# Task
When you reach the line with "Target: beige building" in the data below, begin printing lines exactly, and stop once the line with "x=1340, y=654" has been printed.

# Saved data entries
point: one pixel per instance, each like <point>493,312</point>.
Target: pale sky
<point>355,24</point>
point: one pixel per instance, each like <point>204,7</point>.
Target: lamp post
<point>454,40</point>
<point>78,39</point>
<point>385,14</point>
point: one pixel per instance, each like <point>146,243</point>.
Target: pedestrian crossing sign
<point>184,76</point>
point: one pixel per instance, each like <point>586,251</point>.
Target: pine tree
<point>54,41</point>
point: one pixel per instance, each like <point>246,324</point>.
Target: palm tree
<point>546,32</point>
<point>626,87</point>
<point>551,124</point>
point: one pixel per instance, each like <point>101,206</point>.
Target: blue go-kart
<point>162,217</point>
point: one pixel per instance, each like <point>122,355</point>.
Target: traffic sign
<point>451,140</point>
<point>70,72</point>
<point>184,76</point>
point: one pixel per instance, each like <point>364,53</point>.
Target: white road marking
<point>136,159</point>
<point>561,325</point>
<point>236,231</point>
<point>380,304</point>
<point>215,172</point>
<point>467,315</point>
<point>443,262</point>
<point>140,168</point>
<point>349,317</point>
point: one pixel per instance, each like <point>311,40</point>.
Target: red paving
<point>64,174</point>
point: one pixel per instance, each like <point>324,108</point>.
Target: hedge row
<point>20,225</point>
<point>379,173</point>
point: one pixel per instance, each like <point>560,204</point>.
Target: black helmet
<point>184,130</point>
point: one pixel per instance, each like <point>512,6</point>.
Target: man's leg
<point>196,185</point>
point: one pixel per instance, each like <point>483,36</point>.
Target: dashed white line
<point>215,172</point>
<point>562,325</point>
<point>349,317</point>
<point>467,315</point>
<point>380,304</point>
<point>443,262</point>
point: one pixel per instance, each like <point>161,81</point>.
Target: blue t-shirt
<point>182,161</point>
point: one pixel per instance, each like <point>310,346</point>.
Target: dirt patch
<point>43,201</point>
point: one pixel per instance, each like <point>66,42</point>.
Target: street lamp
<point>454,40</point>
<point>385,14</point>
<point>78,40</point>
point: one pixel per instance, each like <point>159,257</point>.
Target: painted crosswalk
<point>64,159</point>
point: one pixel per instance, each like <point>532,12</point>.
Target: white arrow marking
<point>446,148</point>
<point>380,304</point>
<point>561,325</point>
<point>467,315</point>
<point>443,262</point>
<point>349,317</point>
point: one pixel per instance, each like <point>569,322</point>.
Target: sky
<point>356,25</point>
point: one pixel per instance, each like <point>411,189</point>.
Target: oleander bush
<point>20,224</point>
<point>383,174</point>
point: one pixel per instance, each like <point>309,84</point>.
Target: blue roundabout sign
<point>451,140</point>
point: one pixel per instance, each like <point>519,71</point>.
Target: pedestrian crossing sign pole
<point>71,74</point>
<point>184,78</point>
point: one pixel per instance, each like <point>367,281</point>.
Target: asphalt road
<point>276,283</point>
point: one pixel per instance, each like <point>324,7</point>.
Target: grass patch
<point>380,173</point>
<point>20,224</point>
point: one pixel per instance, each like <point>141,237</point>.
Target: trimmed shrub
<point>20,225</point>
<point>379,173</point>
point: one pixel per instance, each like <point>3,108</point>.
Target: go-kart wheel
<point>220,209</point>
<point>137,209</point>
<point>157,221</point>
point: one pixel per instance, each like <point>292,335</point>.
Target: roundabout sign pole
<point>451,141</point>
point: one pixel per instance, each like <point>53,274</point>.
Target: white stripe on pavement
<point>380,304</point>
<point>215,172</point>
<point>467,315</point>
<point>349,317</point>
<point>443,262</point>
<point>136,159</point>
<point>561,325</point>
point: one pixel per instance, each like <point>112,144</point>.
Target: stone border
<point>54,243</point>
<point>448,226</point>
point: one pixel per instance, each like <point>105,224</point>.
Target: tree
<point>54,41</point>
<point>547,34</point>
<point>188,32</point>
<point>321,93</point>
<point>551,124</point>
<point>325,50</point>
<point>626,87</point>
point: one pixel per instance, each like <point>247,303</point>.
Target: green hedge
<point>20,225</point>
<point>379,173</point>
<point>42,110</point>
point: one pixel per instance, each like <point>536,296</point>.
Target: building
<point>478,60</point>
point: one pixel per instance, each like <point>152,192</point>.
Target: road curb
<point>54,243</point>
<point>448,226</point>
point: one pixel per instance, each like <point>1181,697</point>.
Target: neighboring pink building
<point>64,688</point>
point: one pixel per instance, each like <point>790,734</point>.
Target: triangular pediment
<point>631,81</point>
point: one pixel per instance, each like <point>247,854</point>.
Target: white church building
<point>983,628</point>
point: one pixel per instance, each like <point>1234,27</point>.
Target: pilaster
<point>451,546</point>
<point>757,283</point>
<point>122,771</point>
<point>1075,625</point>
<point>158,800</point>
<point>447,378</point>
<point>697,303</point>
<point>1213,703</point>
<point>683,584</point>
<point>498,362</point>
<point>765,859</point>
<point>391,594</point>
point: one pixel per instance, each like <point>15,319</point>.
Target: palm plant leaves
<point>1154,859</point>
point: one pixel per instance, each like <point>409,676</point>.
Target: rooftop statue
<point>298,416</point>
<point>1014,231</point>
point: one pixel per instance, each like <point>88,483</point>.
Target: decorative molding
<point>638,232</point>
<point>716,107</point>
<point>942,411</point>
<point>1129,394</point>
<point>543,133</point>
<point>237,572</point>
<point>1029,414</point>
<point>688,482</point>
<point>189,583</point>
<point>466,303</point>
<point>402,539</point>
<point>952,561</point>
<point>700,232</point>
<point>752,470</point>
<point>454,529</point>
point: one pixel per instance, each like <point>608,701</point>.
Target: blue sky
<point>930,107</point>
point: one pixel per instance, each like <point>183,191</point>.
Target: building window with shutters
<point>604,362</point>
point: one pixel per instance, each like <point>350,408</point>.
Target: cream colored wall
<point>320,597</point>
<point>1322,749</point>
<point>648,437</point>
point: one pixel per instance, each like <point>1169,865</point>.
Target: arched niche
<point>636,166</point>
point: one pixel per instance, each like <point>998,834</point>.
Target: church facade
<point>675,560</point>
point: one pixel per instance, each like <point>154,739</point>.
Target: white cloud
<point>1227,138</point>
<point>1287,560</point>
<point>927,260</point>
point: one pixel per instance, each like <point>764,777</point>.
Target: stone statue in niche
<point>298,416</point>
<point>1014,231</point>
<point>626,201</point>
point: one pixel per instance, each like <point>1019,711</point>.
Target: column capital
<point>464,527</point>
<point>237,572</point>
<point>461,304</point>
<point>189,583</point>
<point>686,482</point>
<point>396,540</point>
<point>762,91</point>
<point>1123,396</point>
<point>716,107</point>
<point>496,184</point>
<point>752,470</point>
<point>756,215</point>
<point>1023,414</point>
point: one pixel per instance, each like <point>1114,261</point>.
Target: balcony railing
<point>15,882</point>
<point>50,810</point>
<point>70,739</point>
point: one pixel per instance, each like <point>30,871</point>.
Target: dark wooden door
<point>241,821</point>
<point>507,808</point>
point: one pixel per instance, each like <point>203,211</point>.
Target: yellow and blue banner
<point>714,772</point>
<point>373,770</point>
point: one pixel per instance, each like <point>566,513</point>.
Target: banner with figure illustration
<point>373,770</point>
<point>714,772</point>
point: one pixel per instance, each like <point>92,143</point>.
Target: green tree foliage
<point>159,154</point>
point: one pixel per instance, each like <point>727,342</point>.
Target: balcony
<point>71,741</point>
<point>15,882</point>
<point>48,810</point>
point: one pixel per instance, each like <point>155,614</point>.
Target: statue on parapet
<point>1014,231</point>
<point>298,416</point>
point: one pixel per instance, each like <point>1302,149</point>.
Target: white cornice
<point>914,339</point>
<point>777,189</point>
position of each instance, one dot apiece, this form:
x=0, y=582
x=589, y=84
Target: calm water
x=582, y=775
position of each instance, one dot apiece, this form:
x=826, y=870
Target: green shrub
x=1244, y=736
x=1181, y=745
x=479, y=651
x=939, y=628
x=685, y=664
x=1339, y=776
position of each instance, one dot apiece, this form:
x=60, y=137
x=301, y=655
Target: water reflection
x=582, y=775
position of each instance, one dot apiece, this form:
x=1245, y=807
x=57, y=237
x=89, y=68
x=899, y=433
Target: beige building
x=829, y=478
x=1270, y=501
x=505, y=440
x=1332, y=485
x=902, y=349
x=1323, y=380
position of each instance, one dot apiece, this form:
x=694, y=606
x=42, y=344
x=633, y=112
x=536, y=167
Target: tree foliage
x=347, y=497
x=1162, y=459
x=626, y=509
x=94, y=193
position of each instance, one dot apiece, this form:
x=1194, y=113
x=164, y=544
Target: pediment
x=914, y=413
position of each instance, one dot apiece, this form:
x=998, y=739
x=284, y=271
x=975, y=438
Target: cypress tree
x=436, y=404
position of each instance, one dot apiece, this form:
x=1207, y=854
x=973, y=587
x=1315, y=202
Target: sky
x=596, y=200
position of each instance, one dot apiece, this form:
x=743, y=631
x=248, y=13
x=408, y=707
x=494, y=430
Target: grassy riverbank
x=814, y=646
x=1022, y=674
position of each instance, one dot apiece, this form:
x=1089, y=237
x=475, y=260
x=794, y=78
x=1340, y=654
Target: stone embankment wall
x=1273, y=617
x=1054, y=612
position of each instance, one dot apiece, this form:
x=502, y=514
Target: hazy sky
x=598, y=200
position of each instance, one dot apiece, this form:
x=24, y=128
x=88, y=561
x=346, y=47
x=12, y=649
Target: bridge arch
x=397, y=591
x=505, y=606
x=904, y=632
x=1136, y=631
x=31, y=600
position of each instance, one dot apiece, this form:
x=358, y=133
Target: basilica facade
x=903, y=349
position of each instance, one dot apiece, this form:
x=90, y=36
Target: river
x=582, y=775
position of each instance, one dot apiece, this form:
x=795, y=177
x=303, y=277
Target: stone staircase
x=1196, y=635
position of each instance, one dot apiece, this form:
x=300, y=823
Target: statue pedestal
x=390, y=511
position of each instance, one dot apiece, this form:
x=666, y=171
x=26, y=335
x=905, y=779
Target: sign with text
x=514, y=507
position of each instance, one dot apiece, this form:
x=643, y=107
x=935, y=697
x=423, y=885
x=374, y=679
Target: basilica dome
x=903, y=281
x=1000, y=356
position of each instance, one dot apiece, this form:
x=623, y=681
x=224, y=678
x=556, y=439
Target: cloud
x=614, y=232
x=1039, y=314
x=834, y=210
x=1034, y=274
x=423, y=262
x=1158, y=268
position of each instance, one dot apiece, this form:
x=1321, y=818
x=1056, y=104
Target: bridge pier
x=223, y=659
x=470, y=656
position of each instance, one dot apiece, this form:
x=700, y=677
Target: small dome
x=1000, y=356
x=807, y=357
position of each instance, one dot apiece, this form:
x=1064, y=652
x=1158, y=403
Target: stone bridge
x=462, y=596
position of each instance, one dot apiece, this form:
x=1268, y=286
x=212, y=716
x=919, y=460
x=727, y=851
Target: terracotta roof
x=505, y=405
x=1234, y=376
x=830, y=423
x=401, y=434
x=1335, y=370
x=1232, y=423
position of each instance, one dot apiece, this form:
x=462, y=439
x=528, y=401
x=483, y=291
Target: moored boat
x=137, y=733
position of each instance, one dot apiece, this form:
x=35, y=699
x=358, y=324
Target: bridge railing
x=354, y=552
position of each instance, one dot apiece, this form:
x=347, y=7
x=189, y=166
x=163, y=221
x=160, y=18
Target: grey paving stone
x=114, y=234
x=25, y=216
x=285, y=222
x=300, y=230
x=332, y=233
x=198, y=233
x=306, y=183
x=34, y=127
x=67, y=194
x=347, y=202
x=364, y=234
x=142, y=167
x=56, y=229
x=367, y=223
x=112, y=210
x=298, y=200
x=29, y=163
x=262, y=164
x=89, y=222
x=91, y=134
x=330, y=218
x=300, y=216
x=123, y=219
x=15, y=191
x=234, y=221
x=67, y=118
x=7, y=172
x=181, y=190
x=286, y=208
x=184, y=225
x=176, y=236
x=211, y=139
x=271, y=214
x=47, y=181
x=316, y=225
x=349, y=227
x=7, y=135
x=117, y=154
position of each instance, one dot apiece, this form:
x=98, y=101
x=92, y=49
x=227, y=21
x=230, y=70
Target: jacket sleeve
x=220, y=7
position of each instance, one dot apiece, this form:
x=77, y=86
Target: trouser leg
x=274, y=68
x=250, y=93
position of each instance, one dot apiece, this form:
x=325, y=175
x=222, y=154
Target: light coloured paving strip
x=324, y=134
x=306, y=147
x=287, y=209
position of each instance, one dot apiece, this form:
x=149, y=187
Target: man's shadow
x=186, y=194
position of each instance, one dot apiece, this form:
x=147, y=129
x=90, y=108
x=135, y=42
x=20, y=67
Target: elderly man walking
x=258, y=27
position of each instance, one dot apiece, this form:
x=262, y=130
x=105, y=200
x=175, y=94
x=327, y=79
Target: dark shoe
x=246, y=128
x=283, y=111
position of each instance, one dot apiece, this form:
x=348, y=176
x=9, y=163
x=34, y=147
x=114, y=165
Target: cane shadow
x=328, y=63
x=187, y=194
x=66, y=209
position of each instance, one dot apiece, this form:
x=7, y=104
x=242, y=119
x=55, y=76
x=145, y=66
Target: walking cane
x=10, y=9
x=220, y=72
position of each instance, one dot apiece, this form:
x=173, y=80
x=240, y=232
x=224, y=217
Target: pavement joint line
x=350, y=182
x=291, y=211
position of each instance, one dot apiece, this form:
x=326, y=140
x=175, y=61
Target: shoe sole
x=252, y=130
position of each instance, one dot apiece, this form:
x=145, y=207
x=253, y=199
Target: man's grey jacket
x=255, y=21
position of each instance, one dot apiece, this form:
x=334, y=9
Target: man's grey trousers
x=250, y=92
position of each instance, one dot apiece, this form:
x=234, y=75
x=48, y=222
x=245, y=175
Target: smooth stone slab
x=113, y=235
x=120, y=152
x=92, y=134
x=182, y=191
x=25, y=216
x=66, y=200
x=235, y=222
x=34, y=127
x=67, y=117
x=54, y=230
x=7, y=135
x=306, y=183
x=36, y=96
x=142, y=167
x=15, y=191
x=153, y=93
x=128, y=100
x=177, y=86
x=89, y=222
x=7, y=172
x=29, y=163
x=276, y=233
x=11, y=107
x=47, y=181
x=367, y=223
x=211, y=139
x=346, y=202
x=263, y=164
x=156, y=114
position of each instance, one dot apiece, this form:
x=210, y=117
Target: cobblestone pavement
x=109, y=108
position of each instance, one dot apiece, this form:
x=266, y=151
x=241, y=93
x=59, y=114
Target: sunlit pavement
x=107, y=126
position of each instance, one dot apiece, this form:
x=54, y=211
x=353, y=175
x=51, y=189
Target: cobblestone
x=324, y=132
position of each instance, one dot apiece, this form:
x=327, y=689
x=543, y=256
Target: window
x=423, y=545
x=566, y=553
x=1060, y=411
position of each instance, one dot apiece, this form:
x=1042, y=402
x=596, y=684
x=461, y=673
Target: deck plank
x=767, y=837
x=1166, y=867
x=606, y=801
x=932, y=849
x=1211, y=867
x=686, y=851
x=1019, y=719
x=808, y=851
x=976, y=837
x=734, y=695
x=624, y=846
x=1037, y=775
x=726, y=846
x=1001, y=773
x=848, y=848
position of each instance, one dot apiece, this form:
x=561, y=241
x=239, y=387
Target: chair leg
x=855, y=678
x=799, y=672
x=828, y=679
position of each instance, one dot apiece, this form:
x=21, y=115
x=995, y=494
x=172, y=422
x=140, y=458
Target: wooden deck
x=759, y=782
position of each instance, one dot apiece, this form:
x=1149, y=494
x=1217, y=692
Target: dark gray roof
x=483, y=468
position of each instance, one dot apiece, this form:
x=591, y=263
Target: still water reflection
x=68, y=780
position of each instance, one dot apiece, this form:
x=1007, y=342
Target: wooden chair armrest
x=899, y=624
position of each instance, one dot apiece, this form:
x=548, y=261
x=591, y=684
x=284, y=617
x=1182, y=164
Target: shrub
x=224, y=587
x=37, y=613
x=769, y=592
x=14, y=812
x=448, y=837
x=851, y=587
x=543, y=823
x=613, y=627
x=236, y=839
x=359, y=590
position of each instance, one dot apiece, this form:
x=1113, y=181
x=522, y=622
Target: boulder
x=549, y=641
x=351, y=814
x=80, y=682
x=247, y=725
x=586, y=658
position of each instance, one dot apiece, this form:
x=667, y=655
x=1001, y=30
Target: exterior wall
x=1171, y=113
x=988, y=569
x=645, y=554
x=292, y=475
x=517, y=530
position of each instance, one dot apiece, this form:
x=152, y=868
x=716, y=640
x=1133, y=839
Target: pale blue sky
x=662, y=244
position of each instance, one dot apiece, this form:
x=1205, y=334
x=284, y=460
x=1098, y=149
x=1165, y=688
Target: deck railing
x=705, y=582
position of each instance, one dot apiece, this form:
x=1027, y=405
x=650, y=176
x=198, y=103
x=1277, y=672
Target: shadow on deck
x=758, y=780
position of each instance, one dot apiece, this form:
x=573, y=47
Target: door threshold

# Answer
Target: beige building
x=829, y=478
x=1270, y=501
x=505, y=440
x=1332, y=485
x=902, y=349
x=1323, y=380
position of each instance, one dot apiece, this form:
x=694, y=606
x=42, y=344
x=633, y=112
x=536, y=167
Target: tree foliage
x=347, y=497
x=1162, y=459
x=626, y=509
x=94, y=193
position of each instance, one dot apiece, this form:
x=1194, y=113
x=164, y=544
Target: pediment
x=914, y=413
position of each instance, one dot apiece, this form:
x=998, y=739
x=284, y=271
x=975, y=438
Target: cypress tree
x=436, y=404
position of each instance, one dot apiece, this form:
x=1207, y=854
x=973, y=587
x=1315, y=202
Target: sky
x=596, y=200
position of each instance, one dot apiece, this form:
x=743, y=631
x=248, y=13
x=408, y=707
x=494, y=430
Target: grassy riverbank
x=814, y=646
x=1022, y=674
position of each instance, one dot apiece, this form:
x=1089, y=237
x=475, y=260
x=794, y=78
x=1340, y=654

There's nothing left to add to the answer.